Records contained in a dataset
----------------------------------------

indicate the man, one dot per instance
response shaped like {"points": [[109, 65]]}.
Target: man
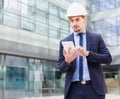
{"points": [[84, 75]]}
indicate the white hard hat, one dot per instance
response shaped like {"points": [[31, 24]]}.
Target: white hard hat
{"points": [[76, 9]]}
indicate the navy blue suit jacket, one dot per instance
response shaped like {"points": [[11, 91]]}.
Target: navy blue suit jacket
{"points": [[99, 54]]}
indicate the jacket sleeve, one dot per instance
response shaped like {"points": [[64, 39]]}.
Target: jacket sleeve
{"points": [[62, 65], [102, 54]]}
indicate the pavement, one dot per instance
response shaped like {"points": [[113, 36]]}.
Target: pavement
{"points": [[109, 96]]}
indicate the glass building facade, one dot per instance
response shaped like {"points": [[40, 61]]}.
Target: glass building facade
{"points": [[30, 31]]}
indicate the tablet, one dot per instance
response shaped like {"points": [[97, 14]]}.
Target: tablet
{"points": [[68, 44]]}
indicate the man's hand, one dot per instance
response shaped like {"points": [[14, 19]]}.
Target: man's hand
{"points": [[82, 51], [70, 55]]}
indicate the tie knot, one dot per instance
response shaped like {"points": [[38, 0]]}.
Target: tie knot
{"points": [[80, 34]]}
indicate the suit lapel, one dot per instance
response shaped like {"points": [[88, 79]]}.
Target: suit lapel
{"points": [[88, 40]]}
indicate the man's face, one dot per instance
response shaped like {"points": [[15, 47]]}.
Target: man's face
{"points": [[77, 23]]}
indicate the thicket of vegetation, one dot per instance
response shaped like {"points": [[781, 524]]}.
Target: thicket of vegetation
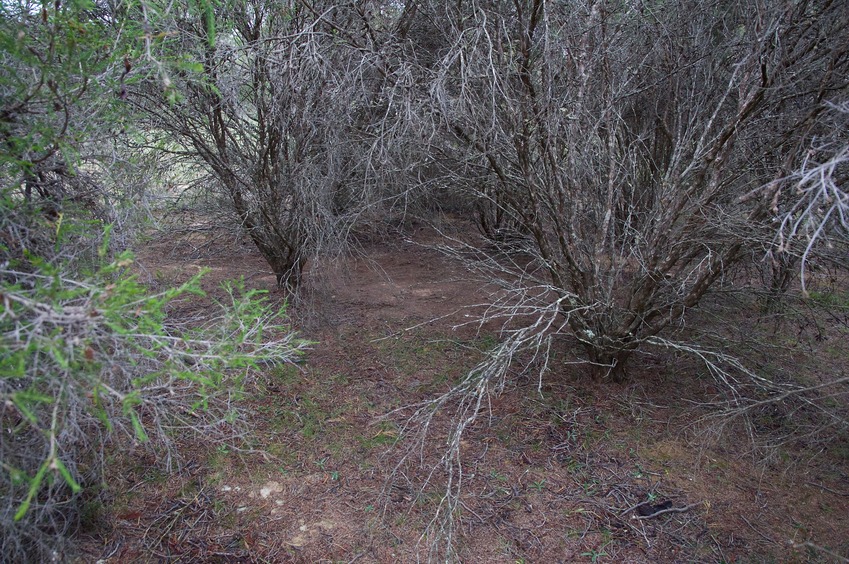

----------------------------------------

Update the records above by replacing "one dot per instance" with "one point per instance" wherever it appears, keeping everything else the same. Omit the pictures from your answer.

Task answer
indicate the man, one point per instance
response shaped like {"points": [[109, 65]]}.
Target: man
{"points": [[84, 75]]}
indicate the white hard hat, one point per instance
response shaped like {"points": [[31, 24]]}.
Target: white hard hat
{"points": [[76, 9]]}
indicate the navy blue suit jacket, one point per instance
response shaped like {"points": [[11, 91]]}.
Target: navy blue suit jacket
{"points": [[99, 54]]}
indicate the jacket sleeve, one point per instance
response shaped like {"points": [[64, 39]]}.
Target: jacket sleeve
{"points": [[62, 65], [102, 54]]}
indicate the pavement, one point per instance
response shaped like {"points": [[113, 36]]}.
Target: pavement
{"points": [[109, 96]]}
indicate the glass building facade, one point per instance
response shaped like {"points": [[40, 61]]}.
Target: glass building facade
{"points": [[30, 31]]}
indicate the tablet, one point per instance
response shaped like {"points": [[97, 14]]}.
Target: tablet
{"points": [[68, 44]]}
indicate the man's hand, one point per instance
response shaped like {"points": [[14, 19]]}.
Target: man's hand
{"points": [[82, 51], [70, 55]]}
indicate the tie knot, one point per instance
response shaped like {"points": [[38, 0]]}.
Target: tie knot
{"points": [[80, 34]]}
indicate the suit lapel, one point per instance
response shaped like {"points": [[88, 79]]}.
Target: suit lapel
{"points": [[88, 40]]}
indicate the man's face, one point per instance
response shaped like {"points": [[15, 47]]}.
Target: man's face
{"points": [[77, 23]]}
indicate the thicket of vegetation, one point per instance
response shaped like {"points": [[781, 524]]}.
Target: thicket of vegetation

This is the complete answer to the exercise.